§ **TASK DETAILS**
Leaving out the pictures, output the lines from the one that contains "taco in this photo." through the end of the material, exactly as they stand.

§ **RECORDS SHOWN**
____________________

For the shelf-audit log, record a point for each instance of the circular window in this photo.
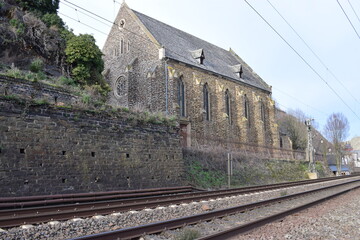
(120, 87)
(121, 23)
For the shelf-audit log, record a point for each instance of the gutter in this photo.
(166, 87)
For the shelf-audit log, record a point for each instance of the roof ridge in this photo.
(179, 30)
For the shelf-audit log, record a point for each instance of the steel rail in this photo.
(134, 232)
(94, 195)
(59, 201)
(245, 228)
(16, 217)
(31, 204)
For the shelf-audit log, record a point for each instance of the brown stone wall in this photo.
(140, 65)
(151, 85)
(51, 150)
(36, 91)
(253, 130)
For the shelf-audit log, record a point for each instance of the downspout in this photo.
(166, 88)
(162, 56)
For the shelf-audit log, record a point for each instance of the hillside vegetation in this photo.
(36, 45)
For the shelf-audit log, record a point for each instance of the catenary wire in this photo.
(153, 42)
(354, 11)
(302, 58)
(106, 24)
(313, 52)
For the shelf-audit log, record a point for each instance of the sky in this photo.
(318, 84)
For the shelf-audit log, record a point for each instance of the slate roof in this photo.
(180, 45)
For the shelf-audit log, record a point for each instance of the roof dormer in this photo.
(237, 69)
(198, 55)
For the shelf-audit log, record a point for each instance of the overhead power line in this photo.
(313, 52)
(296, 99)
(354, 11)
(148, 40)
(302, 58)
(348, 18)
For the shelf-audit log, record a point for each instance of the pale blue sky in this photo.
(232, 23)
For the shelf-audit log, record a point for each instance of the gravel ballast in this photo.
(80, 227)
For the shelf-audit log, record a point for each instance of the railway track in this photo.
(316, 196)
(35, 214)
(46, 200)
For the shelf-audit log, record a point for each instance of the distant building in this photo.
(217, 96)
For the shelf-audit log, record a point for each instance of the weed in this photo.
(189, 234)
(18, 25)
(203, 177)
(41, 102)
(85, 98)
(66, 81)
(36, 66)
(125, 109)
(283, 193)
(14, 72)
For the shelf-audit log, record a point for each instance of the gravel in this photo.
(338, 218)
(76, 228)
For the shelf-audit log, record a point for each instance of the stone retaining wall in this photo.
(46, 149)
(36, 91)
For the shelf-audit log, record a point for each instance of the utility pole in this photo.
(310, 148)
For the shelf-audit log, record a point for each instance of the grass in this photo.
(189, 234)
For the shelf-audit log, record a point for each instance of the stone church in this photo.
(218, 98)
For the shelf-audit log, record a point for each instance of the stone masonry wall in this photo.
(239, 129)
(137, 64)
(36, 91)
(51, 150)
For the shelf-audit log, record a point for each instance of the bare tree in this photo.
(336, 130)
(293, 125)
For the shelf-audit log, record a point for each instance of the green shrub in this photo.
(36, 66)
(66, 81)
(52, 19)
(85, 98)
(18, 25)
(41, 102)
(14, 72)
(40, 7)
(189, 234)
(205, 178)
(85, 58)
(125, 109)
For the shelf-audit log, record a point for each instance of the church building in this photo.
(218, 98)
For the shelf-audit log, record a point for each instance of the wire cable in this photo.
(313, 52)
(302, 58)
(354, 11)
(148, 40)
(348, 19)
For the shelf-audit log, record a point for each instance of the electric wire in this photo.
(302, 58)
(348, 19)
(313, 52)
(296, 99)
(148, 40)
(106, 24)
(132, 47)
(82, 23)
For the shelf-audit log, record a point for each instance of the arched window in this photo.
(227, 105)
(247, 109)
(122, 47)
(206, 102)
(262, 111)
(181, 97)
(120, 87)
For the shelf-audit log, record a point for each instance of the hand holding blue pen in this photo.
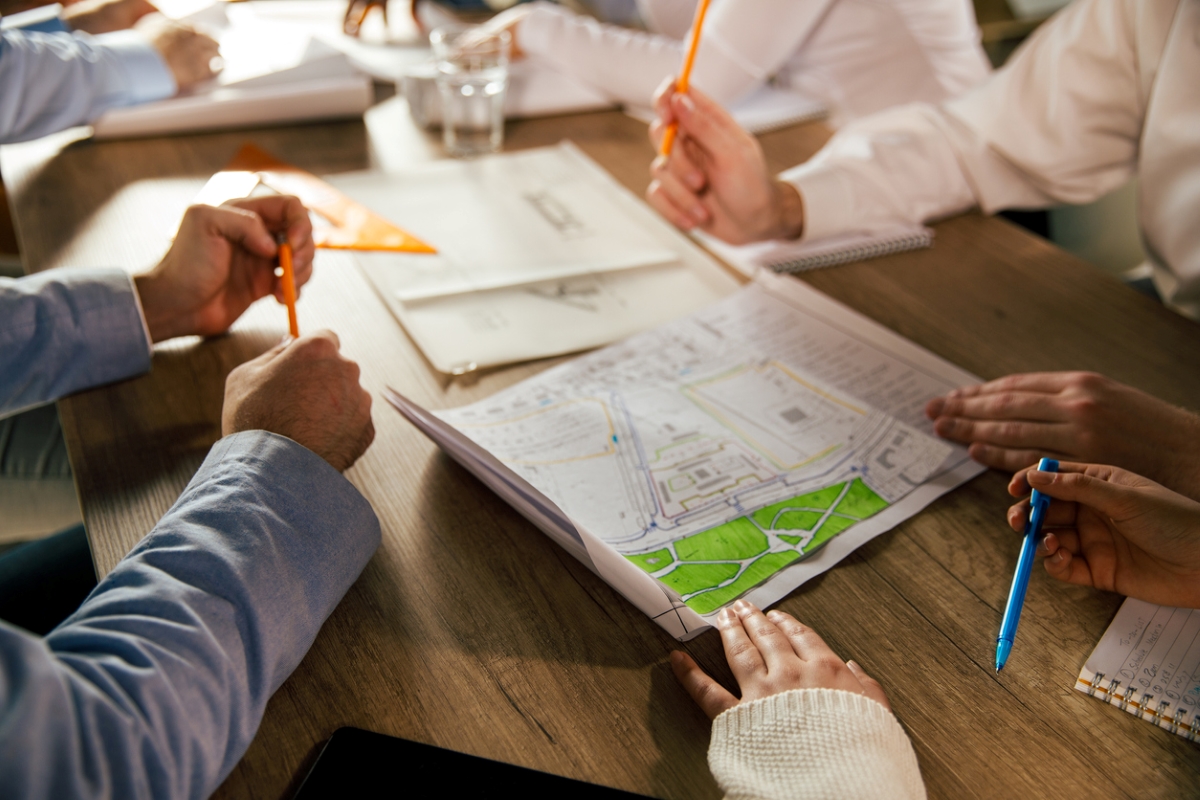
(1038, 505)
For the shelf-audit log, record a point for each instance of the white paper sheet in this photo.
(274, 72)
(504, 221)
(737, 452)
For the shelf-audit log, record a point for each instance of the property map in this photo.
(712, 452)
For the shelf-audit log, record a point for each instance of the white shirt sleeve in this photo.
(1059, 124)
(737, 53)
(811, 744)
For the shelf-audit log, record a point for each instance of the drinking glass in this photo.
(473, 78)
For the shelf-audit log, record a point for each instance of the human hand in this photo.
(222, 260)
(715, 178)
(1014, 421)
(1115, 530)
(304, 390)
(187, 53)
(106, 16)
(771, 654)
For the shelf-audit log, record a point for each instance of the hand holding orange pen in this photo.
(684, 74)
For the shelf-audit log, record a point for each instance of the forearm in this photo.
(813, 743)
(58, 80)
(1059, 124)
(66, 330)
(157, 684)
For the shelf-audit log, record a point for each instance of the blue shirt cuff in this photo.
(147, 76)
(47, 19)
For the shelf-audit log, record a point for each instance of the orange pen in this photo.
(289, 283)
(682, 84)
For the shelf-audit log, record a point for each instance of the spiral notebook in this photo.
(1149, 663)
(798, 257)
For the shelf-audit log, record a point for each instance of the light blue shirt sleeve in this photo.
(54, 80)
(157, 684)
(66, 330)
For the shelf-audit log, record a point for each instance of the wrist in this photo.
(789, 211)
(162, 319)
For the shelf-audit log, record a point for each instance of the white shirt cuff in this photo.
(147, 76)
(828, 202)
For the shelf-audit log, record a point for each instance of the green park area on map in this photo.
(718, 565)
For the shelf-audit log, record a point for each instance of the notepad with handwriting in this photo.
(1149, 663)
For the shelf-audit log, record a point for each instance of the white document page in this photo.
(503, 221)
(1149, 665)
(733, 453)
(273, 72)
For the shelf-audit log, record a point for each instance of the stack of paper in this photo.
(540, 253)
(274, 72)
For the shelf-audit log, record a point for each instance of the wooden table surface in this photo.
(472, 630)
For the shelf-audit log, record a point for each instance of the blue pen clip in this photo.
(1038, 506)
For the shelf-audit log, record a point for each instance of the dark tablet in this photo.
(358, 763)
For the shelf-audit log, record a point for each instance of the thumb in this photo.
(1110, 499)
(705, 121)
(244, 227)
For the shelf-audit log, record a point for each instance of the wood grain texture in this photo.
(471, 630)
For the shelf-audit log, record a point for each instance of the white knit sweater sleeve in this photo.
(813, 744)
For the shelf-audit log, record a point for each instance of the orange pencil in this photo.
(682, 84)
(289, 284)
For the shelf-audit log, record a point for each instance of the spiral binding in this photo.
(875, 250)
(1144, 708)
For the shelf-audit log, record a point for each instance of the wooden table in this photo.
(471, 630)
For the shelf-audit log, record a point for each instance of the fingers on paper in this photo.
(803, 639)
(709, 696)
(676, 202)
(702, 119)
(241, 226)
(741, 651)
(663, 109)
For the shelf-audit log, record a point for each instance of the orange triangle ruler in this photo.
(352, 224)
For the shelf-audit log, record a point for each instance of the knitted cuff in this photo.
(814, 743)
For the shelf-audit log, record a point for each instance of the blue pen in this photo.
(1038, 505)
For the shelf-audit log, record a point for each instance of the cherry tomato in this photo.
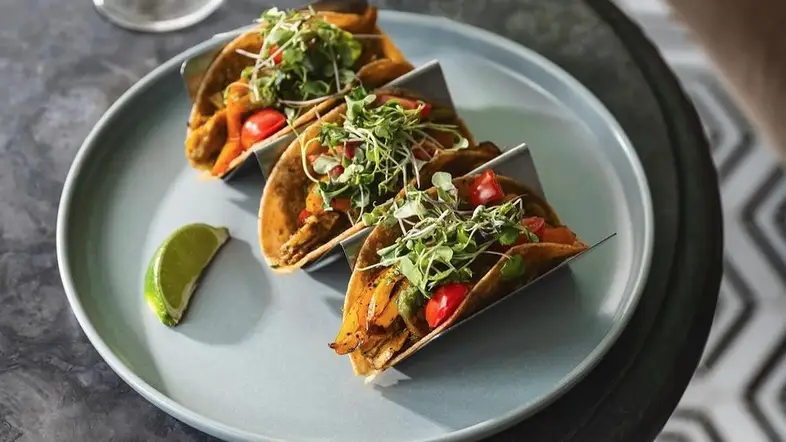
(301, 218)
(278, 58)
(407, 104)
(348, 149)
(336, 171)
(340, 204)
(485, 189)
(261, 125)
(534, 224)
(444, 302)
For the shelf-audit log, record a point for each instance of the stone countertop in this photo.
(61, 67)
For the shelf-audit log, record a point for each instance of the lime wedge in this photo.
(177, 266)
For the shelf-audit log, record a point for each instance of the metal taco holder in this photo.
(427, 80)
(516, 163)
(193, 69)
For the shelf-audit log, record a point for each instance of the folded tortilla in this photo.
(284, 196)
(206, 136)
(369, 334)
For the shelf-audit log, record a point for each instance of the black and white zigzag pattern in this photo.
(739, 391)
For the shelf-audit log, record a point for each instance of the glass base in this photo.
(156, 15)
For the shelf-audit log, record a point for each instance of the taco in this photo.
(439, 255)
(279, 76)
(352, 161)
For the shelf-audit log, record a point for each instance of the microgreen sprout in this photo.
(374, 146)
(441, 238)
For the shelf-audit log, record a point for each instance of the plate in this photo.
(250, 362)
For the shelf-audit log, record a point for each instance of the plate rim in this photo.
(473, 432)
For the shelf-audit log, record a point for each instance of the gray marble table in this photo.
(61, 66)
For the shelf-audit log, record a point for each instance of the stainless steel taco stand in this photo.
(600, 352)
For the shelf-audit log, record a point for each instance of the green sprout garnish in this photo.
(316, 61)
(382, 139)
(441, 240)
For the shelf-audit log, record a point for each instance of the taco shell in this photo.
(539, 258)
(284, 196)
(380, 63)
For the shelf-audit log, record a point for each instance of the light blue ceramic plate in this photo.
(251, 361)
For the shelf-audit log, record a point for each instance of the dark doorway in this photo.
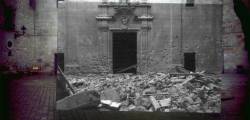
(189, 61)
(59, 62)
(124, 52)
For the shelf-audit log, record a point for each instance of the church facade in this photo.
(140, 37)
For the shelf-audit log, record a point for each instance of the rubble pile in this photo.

____________________

§ **THE OUTPUT**
For the shelf-audit log, record a point for each instance of the taco in this photo.
(439, 255)
(279, 76)
(352, 161)
For the shelf-audit log, record a point for each instance of the microgreen sprout in this photo.
(374, 146)
(441, 238)
For the shelf-audit log, record a point for each instance of the plate in this photo.
(250, 362)
For the shelf-audit log, record a point for each instance of the plate rim in this photo.
(473, 432)
For the shelf-audit log, record a point for each instance of the gray marble table in this photo.
(61, 66)
For the shelf-audit log, record a point for each instance of the stainless steel taco stand in this photo.
(600, 352)
For the shelf-audit log, record a point for each instance of the green sprout garnish in this photo.
(316, 61)
(382, 139)
(441, 240)
For the shelf-audit log, record a point for each instance of the taco shell in this photo.
(539, 258)
(284, 196)
(380, 63)
For the shelf-audit log, record a point for each instance of the light blue ceramic plate in this photo.
(251, 361)
For the shelf-audit log, record a point for each instance of the dark doorway in this photo.
(189, 61)
(59, 62)
(124, 52)
For the shelf-audit log, record a point for each instance of the church facade in this photo.
(140, 37)
For the shelf-audit log, record a point for each instance of the rubble pile in this photo.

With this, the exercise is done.